Excerpted passage:
Email: mohammed.shehatta1@gmail.com Phone: +49 15201043716
Shehata A. Mohamed
Medical School Brandenburg & MSAM Clinic, Center ofTranslational Medical Research, Brandenburg, Germany
Abstract
Objective: Many factors regulate the process of angiogenesis under physiological and pathological conditions. However, no reliable marker is currently available that can predict the patient's pro-angiogenic status, which might reliably reflect or predict certain clinical outcomes. This paper targetly reviews the response of certain important vascular effectors to hypoxia and their roles in angiogenesis, trying to introduce a reliable surrogate marker that can reflect the pro-angiogenic status of a patient, based on experimental and clinical published studies.
Methods: The adopted approach is a mix of preclinical testing and narration of published examples of individual correlations of the marker components. As tumor-associated angiogenesis is the most prominently and clinically studied, this model constitutes the significant base for the notions of this work.
Results: Under hypoxic conditions, a decrease of tissue nostrin, along with increased production of nitric oxide synthase (eNOS), vascular endothelial growth factor (VEGF)-A, sVEGFR1 and endothelin-1 (ET-1) are to be expected.
Conclusion: Based on the experimentally proven changes in the selected angiogenesis-related effectors, as well as their experimentally and clinically proven roles and correlations in angiogenesis, the following conclusion can be stated; Low tissue nostrin, high circulating eNOS, high circulating VEGF-A, high circulating ET-1 can indicate a pro-angiogenic status, i.e. hypoxic injury.

[Natural language region descriptions]
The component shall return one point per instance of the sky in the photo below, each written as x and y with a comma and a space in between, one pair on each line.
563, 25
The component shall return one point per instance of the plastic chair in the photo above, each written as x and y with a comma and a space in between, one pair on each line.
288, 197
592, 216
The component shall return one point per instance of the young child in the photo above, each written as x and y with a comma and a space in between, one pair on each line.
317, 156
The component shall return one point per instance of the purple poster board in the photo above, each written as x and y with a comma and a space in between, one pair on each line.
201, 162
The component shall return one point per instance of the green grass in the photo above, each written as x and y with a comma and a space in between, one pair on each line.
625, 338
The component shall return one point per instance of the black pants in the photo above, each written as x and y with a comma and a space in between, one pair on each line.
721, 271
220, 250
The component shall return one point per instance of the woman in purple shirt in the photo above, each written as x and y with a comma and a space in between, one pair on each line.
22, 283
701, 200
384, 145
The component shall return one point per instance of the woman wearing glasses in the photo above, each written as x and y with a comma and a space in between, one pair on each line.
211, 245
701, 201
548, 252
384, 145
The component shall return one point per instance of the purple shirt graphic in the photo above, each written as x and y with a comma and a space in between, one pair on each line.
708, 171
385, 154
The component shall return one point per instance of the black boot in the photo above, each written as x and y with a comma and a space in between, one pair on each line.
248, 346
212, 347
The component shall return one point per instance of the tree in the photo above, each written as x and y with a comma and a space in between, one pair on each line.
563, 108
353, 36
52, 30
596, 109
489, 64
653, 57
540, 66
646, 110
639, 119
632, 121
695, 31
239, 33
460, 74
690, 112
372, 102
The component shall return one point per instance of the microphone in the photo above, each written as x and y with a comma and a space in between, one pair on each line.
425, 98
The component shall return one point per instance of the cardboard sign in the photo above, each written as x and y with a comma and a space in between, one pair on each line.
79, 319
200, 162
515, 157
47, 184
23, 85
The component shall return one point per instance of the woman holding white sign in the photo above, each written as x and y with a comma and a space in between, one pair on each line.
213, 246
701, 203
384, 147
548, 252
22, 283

To do:
A. Answer these questions on the angiogenesis abstract:
(i) According to the Methods, which model of angiogenesis forms the main base for the work?
(ii) According to the Results, what happens to tissue nostrin under hypoxic conditions?
(iii) According to the Conclusion, what status can low tissue nostrin together with high circulating eNOS, VEGF-A and ET-1 indicate?
B. Resume the abstract on angiogenesis markers, picking up after its last sentence.

Results for each task:
A.
(i) Tumor-associated angiogenesis.
(ii) It decreases.
(iii) A pro-angiogenic status, i.e. hypoxic injury.

B.
Key words: Angiogenesis, ischemia, hypoxia, nitric oxide synthase, vascular endothelial growth factor, endothelin-1
Introduction
Angiogenesis is the formation of new blood vessels that involves organized migration, growth, and differentiation of endothelial cells. Various signals control this process, where some, such as vascular endothelial growth factor (VEGF) signaling, are promoters, while others are inhibitors (1). Under physiological conditions, the angiogenesis stimulating and inhibiting signals are balanced, so that new blood vessels form only when and where needed, for example during growth and healing. Sometimes, however, these signals may become unbalanced, which contributes to pathological conditions or diseases, such as angiogenesis in cancer and metastasis or angiogenesis in age-related wet macular degeneration (2).
The aim of this work is to provide an innovative hypothesis regarding a potential angiogenesis marker, along with an initial proof of it. The adopted approach is a mix of preclinical testing and narration of published examples of individual correlations of the marker components.
Methods
Study design: Experimental study
Experiment
The preclinical testing was achieved through experiments on cell lines, where hypoxia was chemically induced and the changes of the marker components (proteins of interest) were assessed using immunoblotting.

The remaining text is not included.